— GOAL OF THE EXERCISE —
Show each line of the material below that contains the string "hand", treating uppercase and lowercase letters as distinct.

— AVAILABLE RECORDS —
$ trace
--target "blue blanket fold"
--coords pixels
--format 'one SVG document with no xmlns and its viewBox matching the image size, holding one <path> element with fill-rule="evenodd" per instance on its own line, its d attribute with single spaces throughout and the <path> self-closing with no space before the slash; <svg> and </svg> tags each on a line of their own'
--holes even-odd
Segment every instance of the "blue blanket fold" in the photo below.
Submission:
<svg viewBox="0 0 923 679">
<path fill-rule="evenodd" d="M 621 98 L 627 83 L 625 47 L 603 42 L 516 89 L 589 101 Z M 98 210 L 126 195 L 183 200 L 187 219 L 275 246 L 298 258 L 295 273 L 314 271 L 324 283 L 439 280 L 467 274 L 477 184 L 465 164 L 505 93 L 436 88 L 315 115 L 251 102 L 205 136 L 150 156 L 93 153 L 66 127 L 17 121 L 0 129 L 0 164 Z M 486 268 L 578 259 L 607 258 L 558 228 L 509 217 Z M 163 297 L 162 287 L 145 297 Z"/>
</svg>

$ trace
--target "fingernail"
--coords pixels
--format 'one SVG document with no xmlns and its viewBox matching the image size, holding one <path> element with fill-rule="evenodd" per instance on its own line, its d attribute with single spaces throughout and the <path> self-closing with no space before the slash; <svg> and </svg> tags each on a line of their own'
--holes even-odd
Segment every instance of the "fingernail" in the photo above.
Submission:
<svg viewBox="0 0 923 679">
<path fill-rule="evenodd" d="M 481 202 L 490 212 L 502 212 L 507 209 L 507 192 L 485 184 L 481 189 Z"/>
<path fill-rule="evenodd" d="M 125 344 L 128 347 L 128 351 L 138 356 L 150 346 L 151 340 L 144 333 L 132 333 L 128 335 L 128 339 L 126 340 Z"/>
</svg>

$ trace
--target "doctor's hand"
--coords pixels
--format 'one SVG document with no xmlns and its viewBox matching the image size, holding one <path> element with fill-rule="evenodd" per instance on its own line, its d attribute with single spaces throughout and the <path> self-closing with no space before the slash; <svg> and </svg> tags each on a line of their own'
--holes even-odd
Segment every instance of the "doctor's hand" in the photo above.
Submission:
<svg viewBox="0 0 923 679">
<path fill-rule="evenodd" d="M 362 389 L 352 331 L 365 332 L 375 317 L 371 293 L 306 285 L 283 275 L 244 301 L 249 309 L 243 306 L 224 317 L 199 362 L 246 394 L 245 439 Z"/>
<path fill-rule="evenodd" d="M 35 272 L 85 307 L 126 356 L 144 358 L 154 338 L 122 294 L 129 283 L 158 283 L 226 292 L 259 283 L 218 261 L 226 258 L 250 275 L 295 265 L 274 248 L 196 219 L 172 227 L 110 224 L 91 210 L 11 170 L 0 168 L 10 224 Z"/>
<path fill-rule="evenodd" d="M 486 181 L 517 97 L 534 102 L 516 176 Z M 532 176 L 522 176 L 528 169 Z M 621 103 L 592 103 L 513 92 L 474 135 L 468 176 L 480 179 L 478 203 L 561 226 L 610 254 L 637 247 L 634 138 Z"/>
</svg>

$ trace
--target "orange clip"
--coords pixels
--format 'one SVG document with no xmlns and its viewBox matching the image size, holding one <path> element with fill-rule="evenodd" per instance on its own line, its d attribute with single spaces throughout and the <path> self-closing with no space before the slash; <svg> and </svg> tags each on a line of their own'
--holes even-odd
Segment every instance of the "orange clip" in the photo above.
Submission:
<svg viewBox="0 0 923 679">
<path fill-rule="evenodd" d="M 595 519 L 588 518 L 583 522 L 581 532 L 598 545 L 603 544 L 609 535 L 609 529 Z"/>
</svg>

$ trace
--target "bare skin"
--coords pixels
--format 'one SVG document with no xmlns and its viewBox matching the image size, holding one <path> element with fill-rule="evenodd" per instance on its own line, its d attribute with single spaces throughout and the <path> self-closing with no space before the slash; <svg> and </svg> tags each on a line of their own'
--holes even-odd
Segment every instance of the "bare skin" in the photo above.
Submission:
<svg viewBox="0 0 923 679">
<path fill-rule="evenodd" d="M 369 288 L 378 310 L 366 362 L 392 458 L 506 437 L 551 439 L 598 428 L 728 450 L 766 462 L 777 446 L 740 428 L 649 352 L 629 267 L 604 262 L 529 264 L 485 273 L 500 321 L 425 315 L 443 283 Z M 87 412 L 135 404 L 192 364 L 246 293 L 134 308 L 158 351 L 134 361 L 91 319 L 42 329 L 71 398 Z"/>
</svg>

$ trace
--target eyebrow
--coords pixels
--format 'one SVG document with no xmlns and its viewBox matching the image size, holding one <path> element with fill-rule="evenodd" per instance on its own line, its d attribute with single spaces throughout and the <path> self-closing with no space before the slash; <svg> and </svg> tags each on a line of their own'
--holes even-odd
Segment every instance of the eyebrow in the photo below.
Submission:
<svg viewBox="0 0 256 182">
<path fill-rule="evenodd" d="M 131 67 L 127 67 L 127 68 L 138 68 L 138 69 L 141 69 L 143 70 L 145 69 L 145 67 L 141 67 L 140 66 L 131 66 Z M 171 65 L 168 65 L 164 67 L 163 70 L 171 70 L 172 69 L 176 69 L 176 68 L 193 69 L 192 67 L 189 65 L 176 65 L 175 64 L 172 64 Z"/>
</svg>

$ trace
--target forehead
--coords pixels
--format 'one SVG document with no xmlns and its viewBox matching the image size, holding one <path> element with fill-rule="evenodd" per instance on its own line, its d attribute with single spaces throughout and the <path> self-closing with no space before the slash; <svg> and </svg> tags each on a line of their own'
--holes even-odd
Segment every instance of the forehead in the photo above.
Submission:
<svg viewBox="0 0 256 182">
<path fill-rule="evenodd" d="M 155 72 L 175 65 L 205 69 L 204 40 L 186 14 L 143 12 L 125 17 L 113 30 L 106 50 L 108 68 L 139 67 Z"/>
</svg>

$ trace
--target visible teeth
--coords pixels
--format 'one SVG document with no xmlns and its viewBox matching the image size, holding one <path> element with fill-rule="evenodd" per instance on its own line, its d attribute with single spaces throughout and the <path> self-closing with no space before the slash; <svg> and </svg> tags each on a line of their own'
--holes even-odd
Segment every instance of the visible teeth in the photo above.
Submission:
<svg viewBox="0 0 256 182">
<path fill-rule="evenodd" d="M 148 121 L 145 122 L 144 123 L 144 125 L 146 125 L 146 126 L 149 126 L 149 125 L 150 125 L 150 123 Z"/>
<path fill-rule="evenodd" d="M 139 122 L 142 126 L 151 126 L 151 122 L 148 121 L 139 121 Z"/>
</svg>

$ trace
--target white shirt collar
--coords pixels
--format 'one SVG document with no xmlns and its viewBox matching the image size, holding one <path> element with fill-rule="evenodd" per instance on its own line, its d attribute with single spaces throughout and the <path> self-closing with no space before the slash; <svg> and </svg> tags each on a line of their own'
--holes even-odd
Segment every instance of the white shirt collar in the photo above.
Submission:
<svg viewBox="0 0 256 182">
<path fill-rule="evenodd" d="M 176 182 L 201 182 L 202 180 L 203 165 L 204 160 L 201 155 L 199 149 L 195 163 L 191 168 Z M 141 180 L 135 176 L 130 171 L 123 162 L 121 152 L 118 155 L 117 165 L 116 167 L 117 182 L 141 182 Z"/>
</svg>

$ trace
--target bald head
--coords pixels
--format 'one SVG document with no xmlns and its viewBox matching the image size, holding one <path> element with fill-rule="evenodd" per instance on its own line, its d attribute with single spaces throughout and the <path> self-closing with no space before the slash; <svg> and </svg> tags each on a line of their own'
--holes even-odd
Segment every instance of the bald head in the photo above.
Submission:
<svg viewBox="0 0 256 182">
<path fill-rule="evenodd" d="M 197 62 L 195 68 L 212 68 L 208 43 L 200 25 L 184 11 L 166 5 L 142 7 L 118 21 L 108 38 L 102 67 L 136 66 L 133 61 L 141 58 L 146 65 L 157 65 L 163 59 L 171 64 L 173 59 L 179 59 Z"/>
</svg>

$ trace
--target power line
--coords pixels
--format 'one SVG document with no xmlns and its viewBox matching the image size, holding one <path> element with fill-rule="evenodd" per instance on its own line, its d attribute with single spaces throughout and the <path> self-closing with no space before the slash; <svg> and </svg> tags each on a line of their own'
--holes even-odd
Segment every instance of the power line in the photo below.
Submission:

— RESPONSE —
--target "doctor's hand"
Segment every instance of the "doctor's hand" in the photo above.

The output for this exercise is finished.